Source passage |
<<<<

Letter from Zimbabwe by Fr Peter Chimombe
An end-of-the-world mood in Zaka
By Fr Peter Chimombe – The six-week lockdown of Zimbabwe between March 30 and May 14 has greatly affected the economy, and the vast majority of the population has felt its bitter consequences.
An estimated 95% of the working-age population ekes out a living from informal trading, through their small and medium-sized enterprises.
By last Thursday, there had been 134 reported cases of people infected by Covid-19 and four deaths.
Health experts attribute this relatively low number to the shutdown, hygiene measures such as the thorough washing of hands, and social distancing.
But other experts are warning that while the coronavirus may not account for many deaths in the impoverished country, hunger and stress may kill many people in the months to come.
In the Church, many people have missed their Sunday Masses, prayer meetings in Small Christian Communities, diocesan congresses, recollections, retreats and pilgrimages.

>>>>

Dataset extract |
<<<<

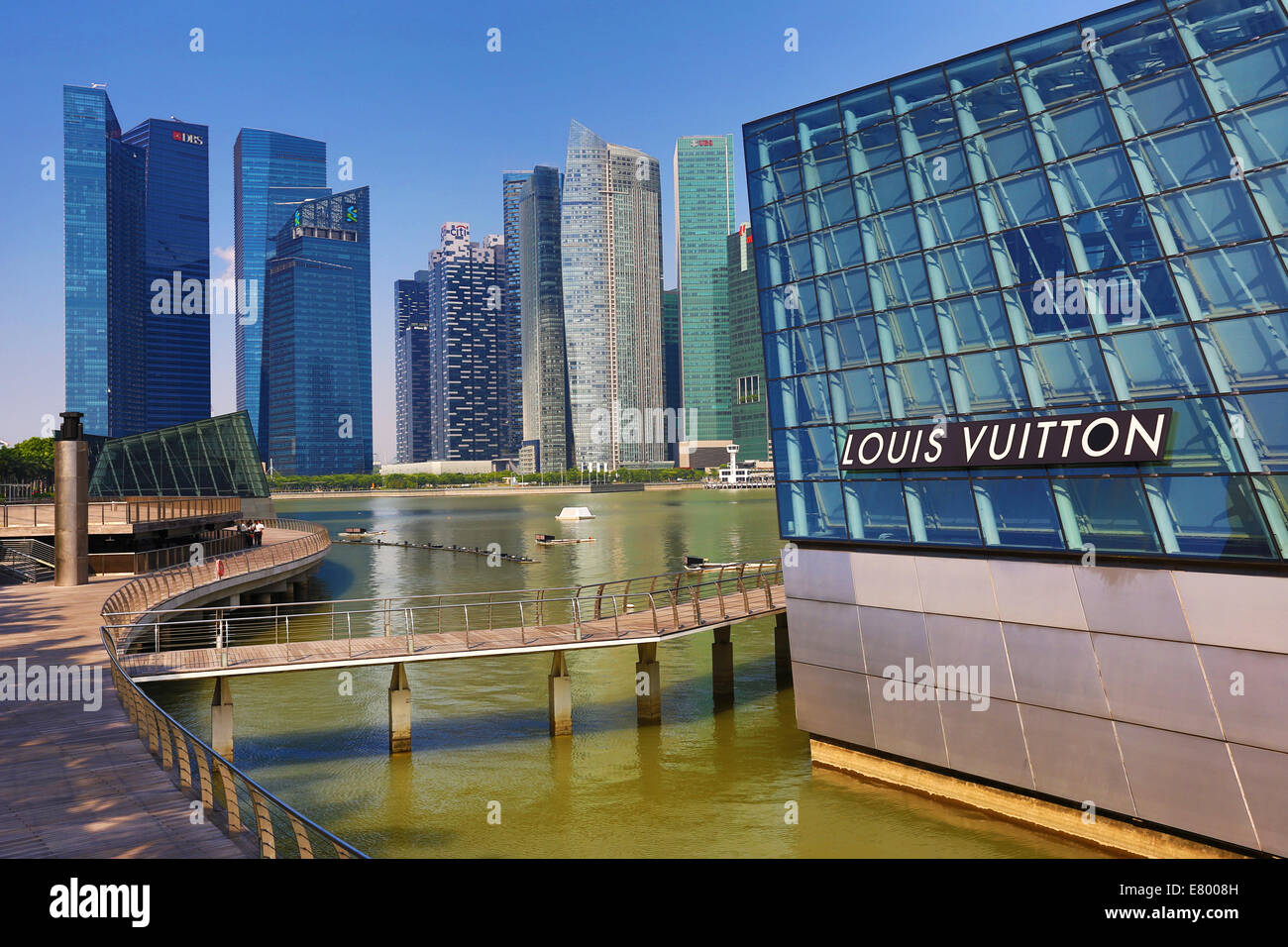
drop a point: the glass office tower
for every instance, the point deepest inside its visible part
(1086, 224)
(317, 339)
(748, 395)
(137, 260)
(703, 219)
(612, 275)
(546, 411)
(273, 172)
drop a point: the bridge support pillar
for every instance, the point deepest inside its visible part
(782, 650)
(721, 667)
(561, 696)
(648, 685)
(222, 718)
(399, 711)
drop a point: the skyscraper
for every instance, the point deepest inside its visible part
(137, 223)
(317, 339)
(546, 411)
(703, 218)
(748, 397)
(463, 350)
(411, 393)
(273, 172)
(510, 329)
(612, 274)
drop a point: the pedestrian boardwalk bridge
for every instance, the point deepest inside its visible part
(224, 641)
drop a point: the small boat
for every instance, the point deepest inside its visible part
(360, 532)
(696, 564)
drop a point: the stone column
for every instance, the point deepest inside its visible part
(648, 685)
(561, 696)
(399, 711)
(721, 667)
(222, 719)
(71, 502)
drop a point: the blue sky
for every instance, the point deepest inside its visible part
(428, 115)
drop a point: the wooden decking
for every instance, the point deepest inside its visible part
(301, 655)
(77, 784)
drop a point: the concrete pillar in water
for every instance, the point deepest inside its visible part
(648, 685)
(222, 718)
(399, 711)
(721, 667)
(71, 502)
(782, 650)
(561, 696)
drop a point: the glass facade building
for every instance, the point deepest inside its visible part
(273, 172)
(137, 263)
(1085, 219)
(612, 278)
(317, 339)
(748, 395)
(703, 219)
(215, 457)
(546, 410)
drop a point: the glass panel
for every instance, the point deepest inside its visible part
(810, 510)
(876, 510)
(993, 381)
(874, 147)
(1115, 236)
(1111, 513)
(862, 395)
(977, 321)
(918, 388)
(1215, 517)
(1234, 281)
(1180, 158)
(855, 342)
(1207, 215)
(844, 294)
(829, 206)
(1070, 372)
(1160, 363)
(1006, 151)
(941, 512)
(880, 189)
(818, 124)
(1100, 178)
(1253, 351)
(1020, 512)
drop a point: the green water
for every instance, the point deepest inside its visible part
(702, 784)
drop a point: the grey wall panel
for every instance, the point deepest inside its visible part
(832, 703)
(1256, 716)
(824, 633)
(1055, 668)
(986, 742)
(975, 643)
(1155, 684)
(1131, 602)
(1076, 757)
(1185, 781)
(956, 586)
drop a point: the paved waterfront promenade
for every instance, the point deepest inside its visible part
(78, 784)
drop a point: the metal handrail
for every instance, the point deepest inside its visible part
(175, 744)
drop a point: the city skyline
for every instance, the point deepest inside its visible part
(382, 150)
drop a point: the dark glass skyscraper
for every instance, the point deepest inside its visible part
(510, 329)
(317, 339)
(137, 262)
(411, 357)
(546, 410)
(273, 172)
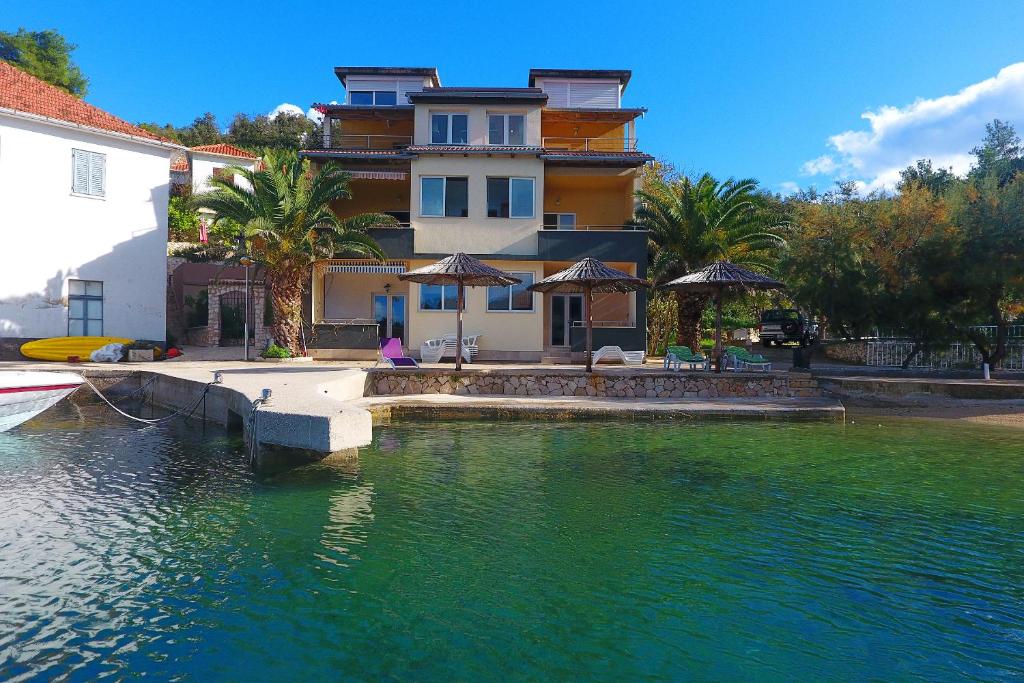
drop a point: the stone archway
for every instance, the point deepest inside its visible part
(216, 291)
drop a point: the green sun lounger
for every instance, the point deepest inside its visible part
(677, 356)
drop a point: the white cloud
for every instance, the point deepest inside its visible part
(286, 108)
(787, 187)
(943, 129)
(823, 165)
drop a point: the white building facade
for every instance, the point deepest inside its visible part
(83, 215)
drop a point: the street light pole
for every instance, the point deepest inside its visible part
(245, 261)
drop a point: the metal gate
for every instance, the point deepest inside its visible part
(232, 313)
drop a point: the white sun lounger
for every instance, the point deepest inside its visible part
(616, 353)
(432, 350)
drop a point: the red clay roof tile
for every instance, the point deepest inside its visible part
(225, 150)
(26, 93)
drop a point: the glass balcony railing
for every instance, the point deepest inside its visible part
(590, 143)
(357, 141)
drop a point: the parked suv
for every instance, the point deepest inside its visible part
(786, 325)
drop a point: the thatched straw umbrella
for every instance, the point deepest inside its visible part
(715, 280)
(464, 271)
(590, 275)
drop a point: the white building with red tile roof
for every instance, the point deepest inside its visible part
(83, 211)
(209, 160)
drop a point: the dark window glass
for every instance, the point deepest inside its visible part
(460, 129)
(516, 297)
(457, 197)
(432, 197)
(430, 297)
(498, 198)
(451, 297)
(522, 198)
(516, 134)
(496, 129)
(498, 298)
(438, 129)
(522, 298)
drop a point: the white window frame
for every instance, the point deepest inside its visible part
(508, 288)
(558, 222)
(505, 128)
(511, 178)
(94, 169)
(85, 298)
(449, 115)
(444, 179)
(442, 309)
(374, 97)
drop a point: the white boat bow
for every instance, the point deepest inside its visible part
(26, 394)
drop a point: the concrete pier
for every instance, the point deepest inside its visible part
(317, 409)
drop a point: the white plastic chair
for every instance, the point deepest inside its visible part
(432, 350)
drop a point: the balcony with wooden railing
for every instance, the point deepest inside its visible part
(360, 141)
(590, 143)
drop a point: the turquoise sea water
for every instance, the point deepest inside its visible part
(526, 551)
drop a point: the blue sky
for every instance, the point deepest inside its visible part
(773, 90)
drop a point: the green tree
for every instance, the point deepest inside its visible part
(182, 220)
(289, 223)
(203, 130)
(987, 281)
(45, 54)
(825, 264)
(692, 223)
(285, 131)
(938, 181)
(999, 153)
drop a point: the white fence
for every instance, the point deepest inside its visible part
(892, 353)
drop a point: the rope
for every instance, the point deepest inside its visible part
(156, 421)
(253, 438)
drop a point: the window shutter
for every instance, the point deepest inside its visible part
(97, 173)
(80, 171)
(602, 95)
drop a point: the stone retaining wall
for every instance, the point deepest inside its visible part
(617, 385)
(852, 351)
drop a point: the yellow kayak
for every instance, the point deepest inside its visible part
(60, 348)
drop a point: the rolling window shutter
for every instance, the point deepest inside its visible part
(558, 93)
(97, 173)
(80, 171)
(601, 95)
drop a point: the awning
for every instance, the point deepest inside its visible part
(378, 175)
(367, 267)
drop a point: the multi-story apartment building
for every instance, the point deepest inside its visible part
(528, 179)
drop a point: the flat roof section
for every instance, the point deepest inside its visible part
(551, 115)
(528, 95)
(621, 75)
(429, 72)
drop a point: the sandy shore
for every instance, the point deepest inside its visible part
(1000, 413)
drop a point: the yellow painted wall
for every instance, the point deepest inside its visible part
(478, 120)
(595, 200)
(374, 197)
(477, 233)
(569, 134)
(504, 331)
(401, 129)
(348, 295)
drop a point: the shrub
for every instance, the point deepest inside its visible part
(274, 351)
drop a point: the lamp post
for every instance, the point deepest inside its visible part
(245, 261)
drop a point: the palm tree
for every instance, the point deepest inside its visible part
(284, 210)
(693, 223)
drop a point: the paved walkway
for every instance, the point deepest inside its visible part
(469, 407)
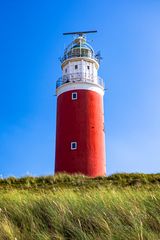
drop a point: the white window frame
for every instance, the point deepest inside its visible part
(73, 143)
(74, 93)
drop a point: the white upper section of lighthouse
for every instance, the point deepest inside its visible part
(79, 65)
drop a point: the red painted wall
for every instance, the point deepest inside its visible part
(82, 121)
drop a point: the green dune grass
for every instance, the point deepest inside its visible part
(119, 207)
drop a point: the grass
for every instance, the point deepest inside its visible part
(118, 207)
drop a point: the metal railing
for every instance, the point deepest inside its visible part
(73, 55)
(79, 77)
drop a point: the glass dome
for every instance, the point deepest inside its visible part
(79, 48)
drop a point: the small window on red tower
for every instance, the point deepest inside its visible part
(73, 145)
(74, 95)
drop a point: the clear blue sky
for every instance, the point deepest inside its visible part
(31, 42)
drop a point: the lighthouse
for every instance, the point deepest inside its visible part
(80, 134)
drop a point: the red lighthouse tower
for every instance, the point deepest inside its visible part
(80, 143)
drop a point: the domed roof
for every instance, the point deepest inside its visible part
(79, 48)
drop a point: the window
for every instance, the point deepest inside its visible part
(74, 95)
(73, 145)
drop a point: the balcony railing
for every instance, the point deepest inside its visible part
(79, 77)
(80, 55)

>>>>

Assignment A |
Answer these questions about the letter from Zimbabwe:
(i) Between which two dates did the lockdown run?
(ii) What share of the working-age population lives from informal trading?
(iii) How many deaths from Covid-19 had been reported by last Thursday?
Assignment B | Reproduce word for word the part of the letter from Zimbabwe that begins at the words "By last Thursday, there" and ends after "months to come.".

Result A |
(i) March 30 and May 14
(ii) An estimated 95%
(iii) Four

Result B |
By last Thursday, there had been 134 reported cases of people infected by Covid-19 and four deaths.
Health experts attribute this relatively low number to the shutdown, hygiene measures such as the thorough washing of hands, and social distancing.
But other experts are warning that while the coronavirus may not account for many deaths in the impoverished country, hunger and stress may kill many people in the months to come.